PROVIDED INFORMATION:
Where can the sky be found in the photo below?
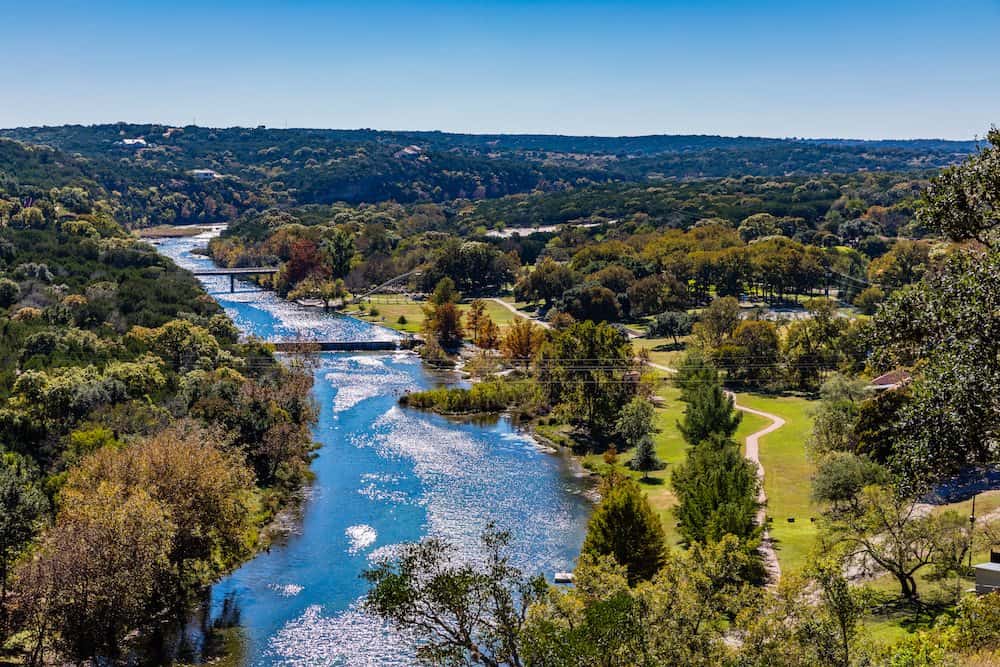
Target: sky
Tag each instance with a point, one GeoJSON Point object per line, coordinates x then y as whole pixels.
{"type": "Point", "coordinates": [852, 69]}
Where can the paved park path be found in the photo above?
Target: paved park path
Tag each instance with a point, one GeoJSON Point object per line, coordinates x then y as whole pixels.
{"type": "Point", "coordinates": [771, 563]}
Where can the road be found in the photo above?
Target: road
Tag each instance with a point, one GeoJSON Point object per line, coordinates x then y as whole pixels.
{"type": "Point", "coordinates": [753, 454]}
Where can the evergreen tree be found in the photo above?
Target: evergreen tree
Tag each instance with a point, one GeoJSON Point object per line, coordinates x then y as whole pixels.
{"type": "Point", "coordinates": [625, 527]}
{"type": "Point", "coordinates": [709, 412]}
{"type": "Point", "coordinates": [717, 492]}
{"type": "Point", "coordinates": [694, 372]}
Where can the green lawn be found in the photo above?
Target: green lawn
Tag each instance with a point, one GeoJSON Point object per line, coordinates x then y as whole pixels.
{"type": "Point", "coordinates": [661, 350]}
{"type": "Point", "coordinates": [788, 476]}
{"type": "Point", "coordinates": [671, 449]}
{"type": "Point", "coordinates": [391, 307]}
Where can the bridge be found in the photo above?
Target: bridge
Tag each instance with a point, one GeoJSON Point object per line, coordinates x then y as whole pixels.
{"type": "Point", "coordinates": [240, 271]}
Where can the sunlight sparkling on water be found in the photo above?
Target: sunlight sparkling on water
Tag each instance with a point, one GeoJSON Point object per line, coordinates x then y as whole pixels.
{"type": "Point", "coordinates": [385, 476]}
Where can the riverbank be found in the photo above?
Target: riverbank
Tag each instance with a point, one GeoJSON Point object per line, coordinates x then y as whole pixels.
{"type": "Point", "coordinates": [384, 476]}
...
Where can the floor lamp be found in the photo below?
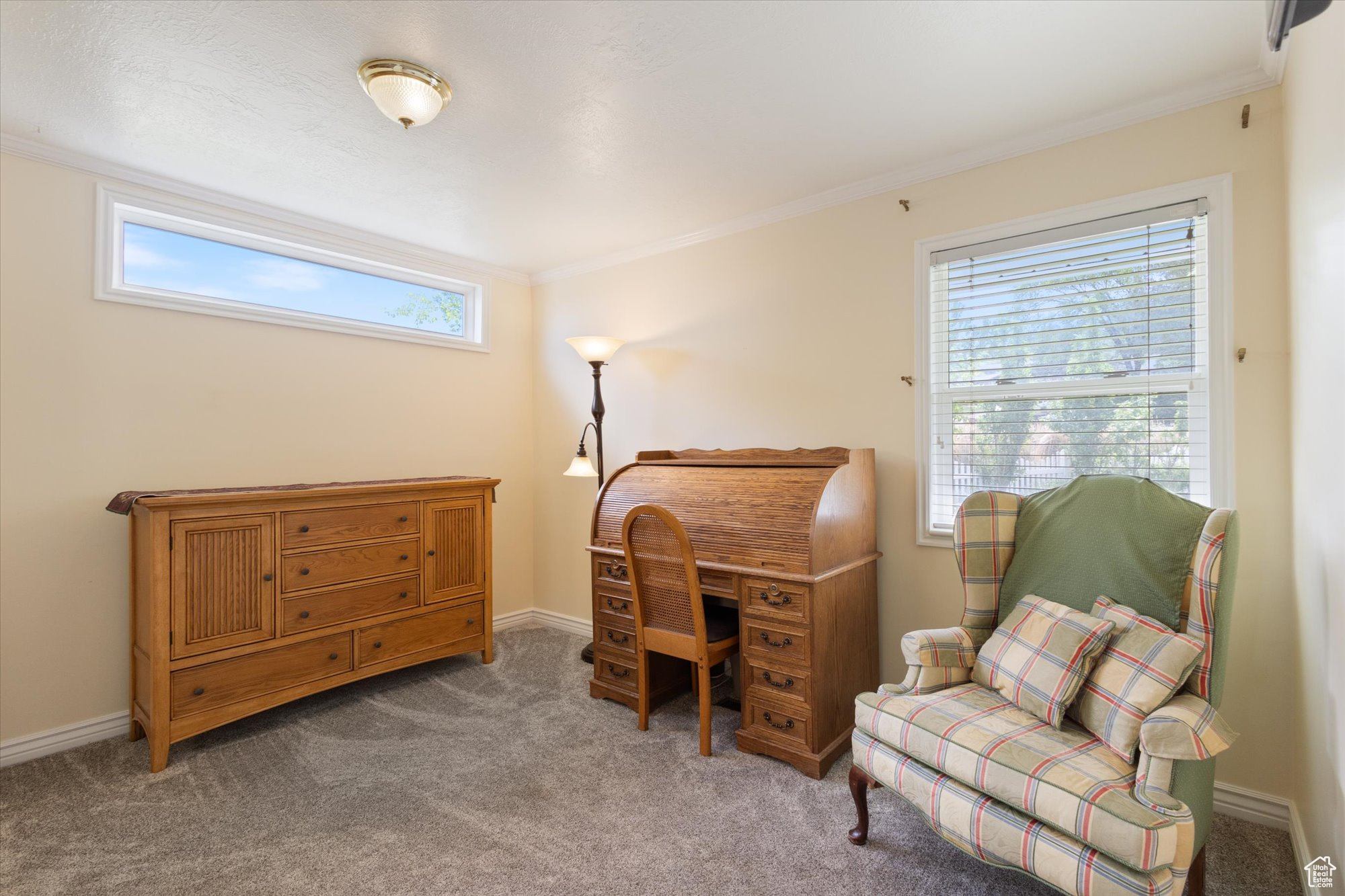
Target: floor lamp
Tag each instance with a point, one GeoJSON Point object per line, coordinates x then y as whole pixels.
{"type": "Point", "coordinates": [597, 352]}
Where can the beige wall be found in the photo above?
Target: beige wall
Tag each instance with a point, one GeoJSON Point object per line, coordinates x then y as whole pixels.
* * *
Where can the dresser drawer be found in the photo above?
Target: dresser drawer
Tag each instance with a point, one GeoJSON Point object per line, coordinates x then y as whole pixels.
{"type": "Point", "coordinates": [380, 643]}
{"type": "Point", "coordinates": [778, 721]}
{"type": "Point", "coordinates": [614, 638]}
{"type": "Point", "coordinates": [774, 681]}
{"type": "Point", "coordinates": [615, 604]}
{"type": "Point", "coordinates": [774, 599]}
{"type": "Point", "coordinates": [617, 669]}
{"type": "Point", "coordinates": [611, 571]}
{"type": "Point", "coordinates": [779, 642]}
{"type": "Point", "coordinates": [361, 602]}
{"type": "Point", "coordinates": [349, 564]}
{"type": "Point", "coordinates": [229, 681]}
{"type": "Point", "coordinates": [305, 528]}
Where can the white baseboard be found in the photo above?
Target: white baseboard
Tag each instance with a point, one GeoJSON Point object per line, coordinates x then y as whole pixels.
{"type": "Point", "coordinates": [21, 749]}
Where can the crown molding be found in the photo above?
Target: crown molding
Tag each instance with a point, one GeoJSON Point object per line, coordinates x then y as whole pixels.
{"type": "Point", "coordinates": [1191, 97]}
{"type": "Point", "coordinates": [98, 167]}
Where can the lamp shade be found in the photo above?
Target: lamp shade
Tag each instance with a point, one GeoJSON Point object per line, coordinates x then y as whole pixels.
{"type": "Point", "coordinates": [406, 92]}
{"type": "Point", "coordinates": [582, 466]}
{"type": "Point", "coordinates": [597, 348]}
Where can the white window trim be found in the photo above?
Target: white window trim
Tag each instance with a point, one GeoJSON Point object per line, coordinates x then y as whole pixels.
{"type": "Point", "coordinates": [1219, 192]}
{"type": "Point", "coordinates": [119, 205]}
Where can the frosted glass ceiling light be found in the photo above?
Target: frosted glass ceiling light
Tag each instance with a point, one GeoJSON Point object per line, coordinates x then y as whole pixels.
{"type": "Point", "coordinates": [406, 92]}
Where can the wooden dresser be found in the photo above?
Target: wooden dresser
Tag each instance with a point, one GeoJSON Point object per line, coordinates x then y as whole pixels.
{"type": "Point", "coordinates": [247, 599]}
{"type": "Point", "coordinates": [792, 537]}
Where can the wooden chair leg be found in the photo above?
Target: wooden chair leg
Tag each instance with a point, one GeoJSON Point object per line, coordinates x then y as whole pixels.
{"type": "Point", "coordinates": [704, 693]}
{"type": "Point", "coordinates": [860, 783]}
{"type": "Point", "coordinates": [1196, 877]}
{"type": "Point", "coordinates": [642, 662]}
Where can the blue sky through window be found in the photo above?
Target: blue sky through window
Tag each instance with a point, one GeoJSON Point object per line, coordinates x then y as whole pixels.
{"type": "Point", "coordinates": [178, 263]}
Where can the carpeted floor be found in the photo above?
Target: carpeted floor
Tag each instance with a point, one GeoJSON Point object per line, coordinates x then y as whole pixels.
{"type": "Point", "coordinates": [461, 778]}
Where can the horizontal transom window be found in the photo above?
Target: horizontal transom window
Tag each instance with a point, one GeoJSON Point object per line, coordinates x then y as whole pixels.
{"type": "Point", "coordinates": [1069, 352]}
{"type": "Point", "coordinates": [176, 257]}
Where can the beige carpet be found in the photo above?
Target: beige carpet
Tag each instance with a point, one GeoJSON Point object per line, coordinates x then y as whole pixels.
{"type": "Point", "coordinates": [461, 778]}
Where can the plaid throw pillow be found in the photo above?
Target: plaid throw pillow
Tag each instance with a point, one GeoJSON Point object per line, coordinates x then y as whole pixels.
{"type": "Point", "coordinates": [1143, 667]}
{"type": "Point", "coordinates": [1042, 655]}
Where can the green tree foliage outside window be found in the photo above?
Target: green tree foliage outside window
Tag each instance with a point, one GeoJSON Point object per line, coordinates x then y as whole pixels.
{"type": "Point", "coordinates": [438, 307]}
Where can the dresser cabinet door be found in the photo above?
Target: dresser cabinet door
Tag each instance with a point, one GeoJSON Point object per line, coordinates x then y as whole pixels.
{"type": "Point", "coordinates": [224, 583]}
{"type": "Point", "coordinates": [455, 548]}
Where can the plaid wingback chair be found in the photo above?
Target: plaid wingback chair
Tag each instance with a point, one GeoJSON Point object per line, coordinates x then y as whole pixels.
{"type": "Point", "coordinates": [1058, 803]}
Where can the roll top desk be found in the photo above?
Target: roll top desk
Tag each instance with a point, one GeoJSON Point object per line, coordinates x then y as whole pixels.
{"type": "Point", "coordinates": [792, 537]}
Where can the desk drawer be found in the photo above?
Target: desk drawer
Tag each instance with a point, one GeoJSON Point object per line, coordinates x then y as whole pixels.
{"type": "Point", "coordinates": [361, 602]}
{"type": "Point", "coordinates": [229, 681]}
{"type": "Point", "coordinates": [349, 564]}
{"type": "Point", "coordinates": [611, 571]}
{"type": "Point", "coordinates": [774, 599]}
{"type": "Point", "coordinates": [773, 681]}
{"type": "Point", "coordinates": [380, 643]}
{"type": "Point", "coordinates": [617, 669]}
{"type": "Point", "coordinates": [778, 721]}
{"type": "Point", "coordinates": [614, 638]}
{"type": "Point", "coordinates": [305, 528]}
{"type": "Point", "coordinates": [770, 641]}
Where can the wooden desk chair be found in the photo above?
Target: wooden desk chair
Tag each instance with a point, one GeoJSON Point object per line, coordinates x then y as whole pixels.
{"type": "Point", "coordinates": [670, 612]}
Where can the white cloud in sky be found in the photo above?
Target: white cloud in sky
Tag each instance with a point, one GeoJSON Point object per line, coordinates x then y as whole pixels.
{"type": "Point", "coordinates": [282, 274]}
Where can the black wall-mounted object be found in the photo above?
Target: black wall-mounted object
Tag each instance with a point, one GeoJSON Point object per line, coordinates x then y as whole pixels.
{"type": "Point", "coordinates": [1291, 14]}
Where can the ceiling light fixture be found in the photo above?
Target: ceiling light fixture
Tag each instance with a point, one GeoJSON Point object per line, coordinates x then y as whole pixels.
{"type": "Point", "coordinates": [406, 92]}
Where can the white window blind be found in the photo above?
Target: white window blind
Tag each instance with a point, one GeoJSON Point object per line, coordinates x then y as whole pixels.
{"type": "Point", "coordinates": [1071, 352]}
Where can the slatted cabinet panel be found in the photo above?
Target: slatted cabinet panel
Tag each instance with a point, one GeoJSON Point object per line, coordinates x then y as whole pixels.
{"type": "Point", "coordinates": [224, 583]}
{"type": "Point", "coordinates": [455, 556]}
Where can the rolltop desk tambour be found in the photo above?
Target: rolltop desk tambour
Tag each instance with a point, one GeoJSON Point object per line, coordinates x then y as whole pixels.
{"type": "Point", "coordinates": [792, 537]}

WHAT THIS TASK INVOLVES: List each row above that contains the string "crown", reproducing every such row in full.

REPLY TO THE EXERCISE:
Where can the crown molding be found in the photo above?
Target: crown molding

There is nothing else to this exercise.